GIVEN RECORDS Start Marker

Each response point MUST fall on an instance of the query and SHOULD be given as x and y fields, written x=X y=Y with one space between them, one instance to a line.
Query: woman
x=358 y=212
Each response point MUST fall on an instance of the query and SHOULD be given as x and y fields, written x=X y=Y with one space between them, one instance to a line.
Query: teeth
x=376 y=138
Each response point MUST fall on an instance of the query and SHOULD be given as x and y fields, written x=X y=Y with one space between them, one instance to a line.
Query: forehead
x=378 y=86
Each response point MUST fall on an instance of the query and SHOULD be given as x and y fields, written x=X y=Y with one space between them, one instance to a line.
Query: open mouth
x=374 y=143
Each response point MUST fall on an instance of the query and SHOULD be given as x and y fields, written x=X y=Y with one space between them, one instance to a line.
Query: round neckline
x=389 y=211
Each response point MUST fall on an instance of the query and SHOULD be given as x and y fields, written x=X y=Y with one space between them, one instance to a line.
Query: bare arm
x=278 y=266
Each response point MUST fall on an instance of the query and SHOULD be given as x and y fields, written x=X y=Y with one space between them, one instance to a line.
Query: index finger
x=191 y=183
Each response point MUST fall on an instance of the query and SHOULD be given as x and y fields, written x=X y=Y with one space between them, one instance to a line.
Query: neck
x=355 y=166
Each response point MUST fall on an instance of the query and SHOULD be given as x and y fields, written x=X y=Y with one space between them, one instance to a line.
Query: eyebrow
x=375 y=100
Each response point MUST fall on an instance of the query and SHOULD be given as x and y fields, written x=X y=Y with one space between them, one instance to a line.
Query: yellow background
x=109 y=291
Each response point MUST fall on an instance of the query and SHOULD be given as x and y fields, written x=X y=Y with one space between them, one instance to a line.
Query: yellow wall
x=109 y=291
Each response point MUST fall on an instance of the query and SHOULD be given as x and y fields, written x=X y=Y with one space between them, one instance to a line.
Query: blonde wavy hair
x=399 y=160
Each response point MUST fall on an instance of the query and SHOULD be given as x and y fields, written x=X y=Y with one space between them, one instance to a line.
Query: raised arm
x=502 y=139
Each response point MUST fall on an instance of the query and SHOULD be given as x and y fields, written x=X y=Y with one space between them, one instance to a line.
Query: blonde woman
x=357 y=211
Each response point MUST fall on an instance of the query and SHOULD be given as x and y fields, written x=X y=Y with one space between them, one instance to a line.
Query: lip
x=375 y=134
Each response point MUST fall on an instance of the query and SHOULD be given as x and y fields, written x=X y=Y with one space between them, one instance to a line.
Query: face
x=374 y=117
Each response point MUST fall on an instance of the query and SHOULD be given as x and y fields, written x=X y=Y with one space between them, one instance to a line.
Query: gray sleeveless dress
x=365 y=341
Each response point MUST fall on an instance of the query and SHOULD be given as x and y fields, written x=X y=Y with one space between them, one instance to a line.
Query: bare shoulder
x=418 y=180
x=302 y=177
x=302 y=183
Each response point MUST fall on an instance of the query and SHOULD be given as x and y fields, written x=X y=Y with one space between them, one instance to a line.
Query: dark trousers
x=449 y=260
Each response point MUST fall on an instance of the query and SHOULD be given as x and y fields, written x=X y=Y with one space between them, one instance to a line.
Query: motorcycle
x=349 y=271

GIVEN RECORDS End Marker

→ **INSTRUCTIONS TO FOLLOW**:
The response should repeat the whole listing exactly.

→ **ANSWER**:
Each response point MUST fall on an instance of the query and SHOULD be given as x and y fields, written x=X y=Y with one space between them, one instance to a line.
Query: woman
x=358 y=212
Each response point MUST fall on an instance of the query and SHOULD be given as x and y fields, written x=X y=Y with one space between them, one instance to a line.
Query: teeth
x=376 y=138
Each response point MUST fall on an instance of the query and SHOULD be given as x and y fields, written x=X y=Y with one space between them, one instance to a line.
Query: forehead
x=378 y=86
Each response point MUST fall on an instance of the query and SHOULD be given as x and y fields, written x=X y=Y with one space between them, one instance to a line.
Query: open mouth
x=374 y=143
Each response point MUST fall on an instance of the query and SHOULD be given as x and y fields, written x=X y=Y with one space between them, one instance to a line.
Query: round neckline
x=389 y=211
Each response point MUST fall on an instance of the query and SHOULD be given as x and y fields, written x=X y=Y with one space between them, one instance to a line.
Query: bare arm
x=278 y=266
Each response point MUST fall on an instance of the query and SHOULD be given as x and y fields, written x=X y=Y with one space between them, one instance to a line.
Query: index finger
x=191 y=183
Each response point MUST fall on an instance of the query and SHOULD be given as x and y fields, written x=X y=Y with one space between them, one instance to a line.
Query: neck
x=355 y=166
Each response point MUST fall on an instance of the query and SHOULD be given as x and y fields, written x=X y=Y with one space between them, one instance to a line.
Query: eyebrow
x=375 y=100
Each response point MUST fall on an instance of the query and SHOULD be given as x and y fields, written x=X y=Y with one space between them, one instance to a line.
Query: yellow background
x=109 y=291
Each response point MUST fall on an instance of the query and SHOULD be given as x and y fields, written x=X y=Y with one space between them, one instance to a line.
Query: yellow wall
x=109 y=291
Each response point MUST fall on an instance of the query and SHOULD be given as x and y fields, written x=X y=Y with one space between them, one instance to a line.
Query: blonde wavy hair
x=399 y=160
Each response point MUST fall on an instance of the query and SHOULD be given as x and y fields, written x=X y=Y with one space between them, one instance to a line.
Query: raised arm
x=502 y=139
Each response point MUST fall on an instance of the query and SHOULD be given as x and y fields, written x=X y=Y with one space between them, one instance to a line.
Query: blonde woman
x=357 y=211
Each response point MUST fall on an instance of the query and SHOULD be given as x and y fields, written x=X y=Y with one space between them, one instance to a line.
Query: lip
x=375 y=134
Each response point MUST fall on an instance of the query and SHOULD be given as x and y fields, written x=X y=Y with one space between them, one instance to a line.
Query: face
x=374 y=117
Each response point MUST fall on an instance of the query and SHOULD be given as x and y fields, written x=X y=Y with one space between them, one instance to a line.
Query: gray sleeveless dress
x=365 y=341
Each response point MUST fall on an instance of the query and SHOULD be given as x and y fields, written x=X y=Y with one space between them, one instance to a line.
Query: bare shoulder
x=418 y=180
x=302 y=177
x=302 y=183
Each response point MUST fall on an instance of the query and SHOULD be given as x and y fields, written x=X y=Y with one space between them, one instance to a line.
Query: dark trousers
x=449 y=260
Each response point MUST fall on an instance of the query and SHOULD be given as x and y fields, written x=X y=Y with one space between them, one instance to a line.
Query: motorcycle
x=349 y=271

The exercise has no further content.